▸ **Exercises to complete**:
- a) Write out the passage of the housing market article from "The number of buyers" to "instructions and valuations.", word for word.
- b) Please continue the housing market article, starting after its last sentence.
Start of Supplied text
Millions of home buyers resume property search as market springs back from lockdown
Home buyer appetite is expected to sustain stability in the housing market.
Millions of home buyers and renters across England resumed their property search within hours of the Government’s surprise relaxation of the coronavirus lockdown imposed on the housing market on March 23.
Property portal Rightmove reported 5.2 million visits to its listings on Wednesday May 13, a four per cent increase compared to the same day a year ago.
The number of buyers who called or emailed an estate agent after seeing a listing on Rightmove doubled on Wednesday compared to the day before and was just 10 per cent behind the same day a year ago.
Rental demand also surged, with Rightmove recording the highest number of enquiries in one day since September last year.
As property viewings in person started again in London — with strict social distancing guidelines in place — estate agents reported “phones ringing off the hook”, record numbers of enquiries and a huge spike in instructions and valuations.
The market remains closed in Wales, Scotland and Northern Ireland.
How long will it take for the market to recover?
Despite the flurry of activity, for the second month running Rightmove was unable to produce its report on trends in asking prices, as the volume of newly marketed properties within the past four weeks remains too low.
The number of homes coming to market is down 90 per cent on the same period a year ago. But with a week-on-week increase of 111 per cent on the day the market reopened, a growing number of newly marketed properties should start to trickle through.
Most homes that were for sale before the Covid-19 pandemic remain as active listings. In Greater London about 49,000 homes are currently listed for sale, with 56,800 for rent.
Miles Shipside said: “We expect consistent momentum to rebuild over several months rather than weeks. With no new seller asking price data it’s too early to comment on price movements, though high demand is needed to support a stable market.
End of Supplied text
Start of Data shown
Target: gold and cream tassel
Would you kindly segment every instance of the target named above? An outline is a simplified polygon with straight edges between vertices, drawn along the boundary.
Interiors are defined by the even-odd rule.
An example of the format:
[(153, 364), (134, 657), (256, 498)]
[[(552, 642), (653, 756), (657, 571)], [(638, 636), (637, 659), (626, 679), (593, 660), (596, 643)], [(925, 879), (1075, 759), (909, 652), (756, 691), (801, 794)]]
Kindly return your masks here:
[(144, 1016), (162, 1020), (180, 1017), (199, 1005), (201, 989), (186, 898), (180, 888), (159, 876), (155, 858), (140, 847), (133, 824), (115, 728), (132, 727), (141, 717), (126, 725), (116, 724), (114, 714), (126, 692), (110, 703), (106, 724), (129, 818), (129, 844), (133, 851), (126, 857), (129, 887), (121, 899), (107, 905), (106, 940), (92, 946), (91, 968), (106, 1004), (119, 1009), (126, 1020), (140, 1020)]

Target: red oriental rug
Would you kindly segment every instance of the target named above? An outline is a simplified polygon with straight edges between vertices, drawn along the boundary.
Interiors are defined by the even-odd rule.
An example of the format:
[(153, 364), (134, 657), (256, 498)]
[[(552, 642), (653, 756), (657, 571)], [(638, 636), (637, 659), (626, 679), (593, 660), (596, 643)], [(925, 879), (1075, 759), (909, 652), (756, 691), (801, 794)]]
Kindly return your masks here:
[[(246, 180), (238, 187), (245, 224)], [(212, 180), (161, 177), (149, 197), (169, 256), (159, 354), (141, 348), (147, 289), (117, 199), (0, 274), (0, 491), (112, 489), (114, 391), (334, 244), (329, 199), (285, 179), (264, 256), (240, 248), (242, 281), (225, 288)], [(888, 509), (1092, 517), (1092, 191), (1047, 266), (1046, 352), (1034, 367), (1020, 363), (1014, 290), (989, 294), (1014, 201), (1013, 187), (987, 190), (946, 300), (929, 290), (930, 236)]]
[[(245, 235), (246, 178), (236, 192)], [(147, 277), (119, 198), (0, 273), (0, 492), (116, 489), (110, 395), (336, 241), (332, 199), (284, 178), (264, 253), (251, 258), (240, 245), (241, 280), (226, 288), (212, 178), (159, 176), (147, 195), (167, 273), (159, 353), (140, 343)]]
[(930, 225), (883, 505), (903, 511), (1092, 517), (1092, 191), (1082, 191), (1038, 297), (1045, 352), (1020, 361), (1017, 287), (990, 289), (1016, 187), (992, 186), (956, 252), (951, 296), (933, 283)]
End of Data shown
▸ **Replies**:
- a)
The number of buyers who called or emailed an estate agent after seeing a listing on Rightmove doubled on Wednesday compared to the day before and was just 10 per cent behind the same day a year ago.
Rental demand also surged, with Rightmove recording the highest number of enquiries in one day since September last year.
As property viewings in person started again in London — with strict social distancing guidelines in place — estate agents reported “phones ringing off the hook”, record numbers of enquiries and a huge spike in instructions and valuations.

- b)
“If there are attractive lower-deposit mortgages available, it would help sustain the recovery in activity. The industry has been caught by surprise, as we were all expecting the market to stay closed until at least June.”
The lockdown effect on home moves
Lockdown left 450,000 buyers and renters stranded mid-transaction, unable to push on with home moves worth an estimated £80 billion.
James Clarke, head of London sales at Knight Frank, said last month that most deals already under way when the crisis began were continuing. He estimates that 80 per cent of pre-lockdown deals remain on track. “Some sales are falling through, but you’d expect that in a normal market,” he adds.
Many people working from home during almost eight weeks of lockdown are seriously re-evaluating their situation.
Rightmove said the number of Londoners searching for rental homes with gardens skyrocketed by 101 per cent in a week. A survey by Savills indicated 30 per cent of Londoners are now more likely to consider a village or countryside location for their next move.
Miles Shipside noted “the existing desire to move now being supplemented by some people’s unhappiness with their lockdown home and surroundings”.
What does the housing market reopening mean for prices?
Knight Frank has downgraded its forecast of UK house prices for the year ahead, from a three per cent dip to a fall of seven per cent compared to last year, despite the market’s unexpected resumption. Much of this decline has already taken place during lockdown.
The forecast is based on discounts demanded by buyers when they make an offer.